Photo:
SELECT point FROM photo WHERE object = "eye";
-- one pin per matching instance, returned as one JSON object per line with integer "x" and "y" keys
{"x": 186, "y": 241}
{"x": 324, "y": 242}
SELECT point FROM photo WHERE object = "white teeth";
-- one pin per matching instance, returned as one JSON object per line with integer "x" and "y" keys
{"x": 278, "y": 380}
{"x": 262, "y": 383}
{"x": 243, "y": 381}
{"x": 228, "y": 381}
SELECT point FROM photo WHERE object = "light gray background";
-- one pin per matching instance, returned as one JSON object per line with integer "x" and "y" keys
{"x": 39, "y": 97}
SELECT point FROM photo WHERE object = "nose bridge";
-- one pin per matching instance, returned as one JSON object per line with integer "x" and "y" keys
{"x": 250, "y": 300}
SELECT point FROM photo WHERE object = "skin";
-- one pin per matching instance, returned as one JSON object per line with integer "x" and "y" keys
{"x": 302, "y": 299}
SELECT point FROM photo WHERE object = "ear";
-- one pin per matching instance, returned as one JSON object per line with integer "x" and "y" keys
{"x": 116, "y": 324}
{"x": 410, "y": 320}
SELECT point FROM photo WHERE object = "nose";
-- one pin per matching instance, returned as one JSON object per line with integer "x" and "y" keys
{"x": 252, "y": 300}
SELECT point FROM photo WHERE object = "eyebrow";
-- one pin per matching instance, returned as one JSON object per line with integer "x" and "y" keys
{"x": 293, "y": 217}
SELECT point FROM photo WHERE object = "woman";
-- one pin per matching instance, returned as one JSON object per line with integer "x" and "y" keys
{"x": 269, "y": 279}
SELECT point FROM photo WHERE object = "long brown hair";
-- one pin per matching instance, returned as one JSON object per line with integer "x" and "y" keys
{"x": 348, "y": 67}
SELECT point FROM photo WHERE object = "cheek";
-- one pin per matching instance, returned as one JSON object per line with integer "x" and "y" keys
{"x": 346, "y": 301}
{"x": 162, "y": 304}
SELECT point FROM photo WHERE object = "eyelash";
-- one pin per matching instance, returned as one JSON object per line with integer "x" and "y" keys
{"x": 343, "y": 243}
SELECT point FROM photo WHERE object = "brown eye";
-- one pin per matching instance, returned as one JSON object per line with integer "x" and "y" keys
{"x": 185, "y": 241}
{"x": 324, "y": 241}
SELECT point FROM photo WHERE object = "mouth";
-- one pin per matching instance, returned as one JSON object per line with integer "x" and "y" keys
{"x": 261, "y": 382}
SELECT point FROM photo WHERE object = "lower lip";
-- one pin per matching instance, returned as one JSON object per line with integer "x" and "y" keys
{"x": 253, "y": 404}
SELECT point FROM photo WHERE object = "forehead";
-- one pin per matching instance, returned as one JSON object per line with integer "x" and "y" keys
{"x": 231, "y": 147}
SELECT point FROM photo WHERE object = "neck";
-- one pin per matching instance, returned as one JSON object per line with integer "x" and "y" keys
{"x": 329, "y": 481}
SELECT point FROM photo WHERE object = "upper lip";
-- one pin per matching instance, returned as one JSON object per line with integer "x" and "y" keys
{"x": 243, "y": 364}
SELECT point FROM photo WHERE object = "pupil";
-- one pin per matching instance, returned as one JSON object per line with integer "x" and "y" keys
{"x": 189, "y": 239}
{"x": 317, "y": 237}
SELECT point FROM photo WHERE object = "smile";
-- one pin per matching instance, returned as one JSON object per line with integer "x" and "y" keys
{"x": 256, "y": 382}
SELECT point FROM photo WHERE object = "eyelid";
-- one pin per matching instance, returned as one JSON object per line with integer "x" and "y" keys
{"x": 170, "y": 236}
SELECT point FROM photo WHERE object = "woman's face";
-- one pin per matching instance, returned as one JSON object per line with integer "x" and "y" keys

# # # # # # #

DESCRIPTION OF THE TASK: Show each line of the material where the word "woman" occurs.

COMPLETED EXERCISE:
SELECT point FROM photo WHERE object = "woman";
SELECT point FROM photo WHERE object = "woman's face";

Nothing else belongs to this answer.